→ INSTRUCTIONS FOR THE TASK:
Locate every line in the rows below that contains the string "there", and copy each of those lines in full.

━━ DATASET EXTRACT

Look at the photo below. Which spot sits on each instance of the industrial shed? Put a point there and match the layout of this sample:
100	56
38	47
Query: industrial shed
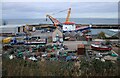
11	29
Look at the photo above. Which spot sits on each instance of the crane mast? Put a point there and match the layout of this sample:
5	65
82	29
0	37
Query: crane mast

━━━━
━━ DATASET EXTRACT

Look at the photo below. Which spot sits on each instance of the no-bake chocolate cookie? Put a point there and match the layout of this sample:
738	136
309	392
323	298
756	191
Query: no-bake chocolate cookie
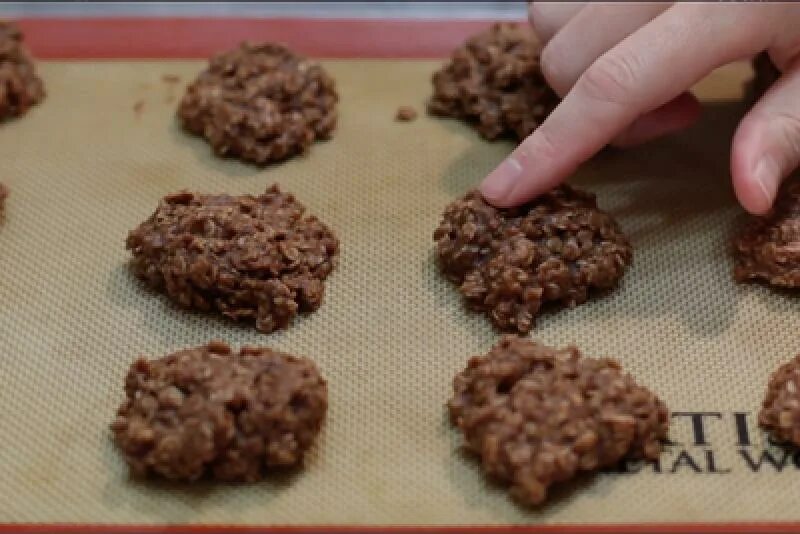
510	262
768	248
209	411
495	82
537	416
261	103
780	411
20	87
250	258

━━━━
━━ DATASET EXTRACT

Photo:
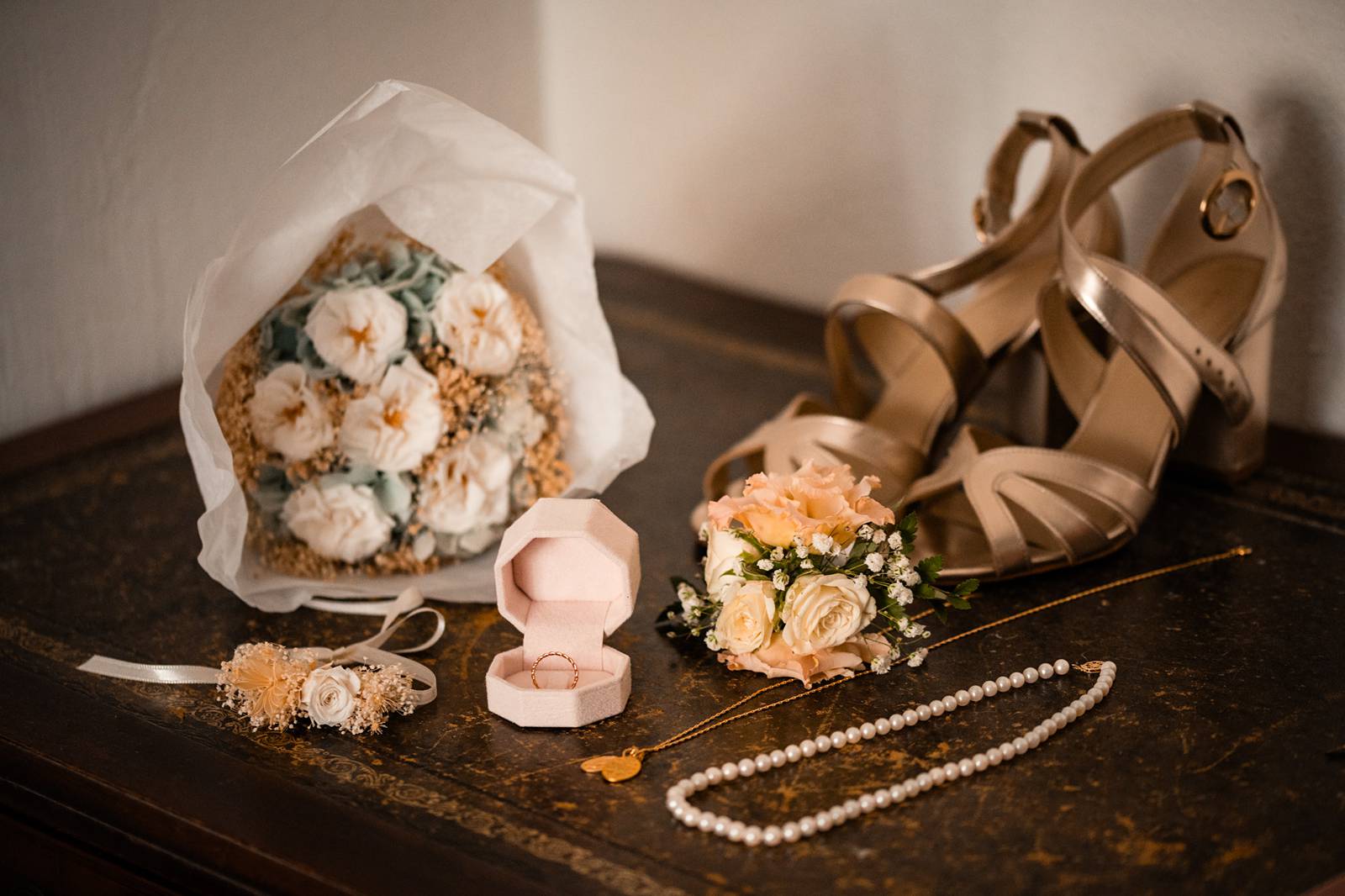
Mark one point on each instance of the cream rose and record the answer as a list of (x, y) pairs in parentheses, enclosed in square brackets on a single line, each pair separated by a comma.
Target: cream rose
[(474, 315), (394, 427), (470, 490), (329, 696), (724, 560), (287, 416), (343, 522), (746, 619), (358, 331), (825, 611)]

━━━━

→ RESULT BELOW:
Look at the photo below. Which spot sits on each instance of the industrial shed? Put a point there and match the layout of this sample:
Look at the photo above. Which spot sits on each instance of the crane mast? Put a point there and match the layout of this sample:
Look at the photo below. Which spot sits on each instance of the no-bake chocolate cookie? Put a point there and match the layout of this sample:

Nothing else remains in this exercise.